Retype the passage from the podcast episode text exactly, starting with "In today's episode, Coach" and going on through "a positive one.".

_Source text:_
####

March 15, 2022
Have you ever felt like a failure or maybe the fear of failure held you back from taking action? We all face failure at some point in our lives and, for many, it’s the reason why they’re constantly stuck. Perhaps you have clients who are...
Have you ever felt like a failure or maybe the fear of failure held you back from taking action? We all face failure at some point in our lives and, for many, it’s the reason why they’re constantly stuck.
Perhaps you have clients who are struggling with failure and you’re unsure how to help them overcome those negative thoughts and turn them into empowering ones. If this resonates with you, then this episode is for you!
In today's episode, Coach Ajit shares the 3 levels of thinking about failure and how each one shows up in our lives. Listen in to find out which is the best level of thinking to have and the one powerful coaching question you can ask to reframe the thought of failure into a positive one.
Key Insights:
Coach Ajit (00:00):
You are listening to Master Coaching with Ajit podcast that inspires coaches to impact the lives of their clients more meaningfully. I am Coach Ajit and I'm known for coaching high performers, entrepreneurs, and leaders. I'm also a serial entrepreneur and author of many books. On this podcast, I am answering your burning questions. I'm also demonstrating and deconstructing behind-the-scenes coaching sessions.

####

_Listed records:_

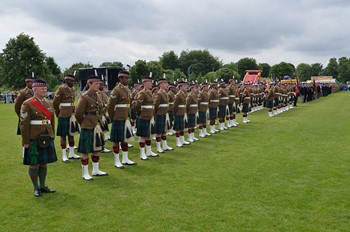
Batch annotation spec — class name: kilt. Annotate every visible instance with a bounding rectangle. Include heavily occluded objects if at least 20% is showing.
[266,101,273,109]
[136,118,151,137]
[56,117,70,137]
[219,105,226,118]
[110,120,125,143]
[198,111,207,124]
[187,114,196,128]
[78,128,104,154]
[154,114,166,134]
[242,103,249,113]
[23,139,57,165]
[173,115,185,131]
[209,107,218,120]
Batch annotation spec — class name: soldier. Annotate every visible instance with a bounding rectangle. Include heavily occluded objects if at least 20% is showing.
[218,80,229,131]
[135,77,159,160]
[99,80,111,153]
[153,77,174,153]
[186,83,198,143]
[75,76,108,180]
[53,74,80,163]
[15,77,34,135]
[108,71,136,169]
[198,82,211,138]
[173,81,190,147]
[209,80,219,134]
[20,80,57,197]
[167,85,178,135]
[241,83,251,123]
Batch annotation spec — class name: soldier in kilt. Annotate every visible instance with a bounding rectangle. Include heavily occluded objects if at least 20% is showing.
[186,82,199,143]
[209,80,219,134]
[173,81,190,147]
[153,76,174,153]
[108,71,136,169]
[198,82,211,138]
[167,85,178,135]
[135,77,159,160]
[218,80,229,131]
[53,74,80,163]
[75,76,108,180]
[15,77,34,135]
[20,80,57,197]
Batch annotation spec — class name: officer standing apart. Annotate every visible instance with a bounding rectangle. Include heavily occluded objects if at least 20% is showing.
[75,76,108,180]
[20,80,57,197]
[108,71,136,169]
[53,74,80,163]
[135,77,159,160]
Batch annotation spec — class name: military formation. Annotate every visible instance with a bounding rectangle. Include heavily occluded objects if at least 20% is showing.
[15,70,320,197]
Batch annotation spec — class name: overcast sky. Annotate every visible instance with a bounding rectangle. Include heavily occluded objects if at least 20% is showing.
[0,0,350,70]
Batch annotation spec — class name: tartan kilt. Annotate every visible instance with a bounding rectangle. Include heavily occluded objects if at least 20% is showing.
[209,107,218,120]
[173,115,185,131]
[187,114,196,128]
[136,118,151,137]
[23,139,57,165]
[219,105,226,118]
[154,114,166,134]
[56,117,70,137]
[110,120,125,143]
[242,103,249,113]
[198,111,207,124]
[78,128,104,154]
[266,101,273,109]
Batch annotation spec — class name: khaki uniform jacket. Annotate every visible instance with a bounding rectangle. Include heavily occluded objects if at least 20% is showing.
[168,90,175,111]
[218,88,229,106]
[15,87,34,117]
[198,91,209,112]
[209,88,219,108]
[153,89,169,115]
[75,89,103,129]
[186,92,198,114]
[135,90,154,120]
[108,83,130,121]
[53,84,75,117]
[173,90,187,116]
[20,97,55,144]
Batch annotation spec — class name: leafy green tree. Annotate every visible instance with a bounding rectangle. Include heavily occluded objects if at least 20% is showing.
[0,33,52,89]
[311,63,323,76]
[338,57,350,83]
[296,63,311,81]
[237,57,259,80]
[324,58,339,79]
[258,63,271,77]
[100,61,125,69]
[215,68,233,82]
[270,62,295,80]
[159,51,179,70]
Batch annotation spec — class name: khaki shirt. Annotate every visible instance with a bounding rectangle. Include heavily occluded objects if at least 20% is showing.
[15,87,34,117]
[153,89,169,115]
[20,97,55,144]
[198,91,209,112]
[108,83,130,121]
[75,89,103,129]
[53,84,75,117]
[135,90,154,120]
[186,92,198,114]
[173,90,187,116]
[209,88,219,108]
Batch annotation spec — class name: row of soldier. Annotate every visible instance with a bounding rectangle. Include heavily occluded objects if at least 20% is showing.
[15,71,295,196]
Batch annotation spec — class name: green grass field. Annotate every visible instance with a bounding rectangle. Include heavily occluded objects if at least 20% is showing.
[0,92,350,231]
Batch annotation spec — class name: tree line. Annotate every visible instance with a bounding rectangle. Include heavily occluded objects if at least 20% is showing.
[0,33,350,89]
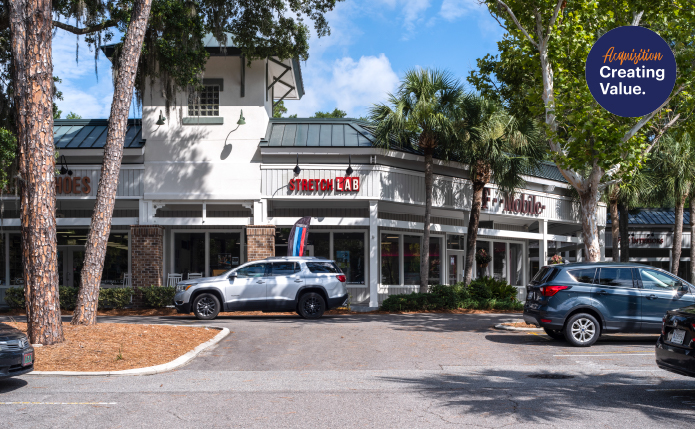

####

_Task result:_
In today's episode, Coach Ajit shares the 3 levels of thinking about failure and how each one shows up in our lives. Listen in to find out which is the best level of thinking to have and the one powerful coaching question you can ask to reframe the thought of failure into a positive one.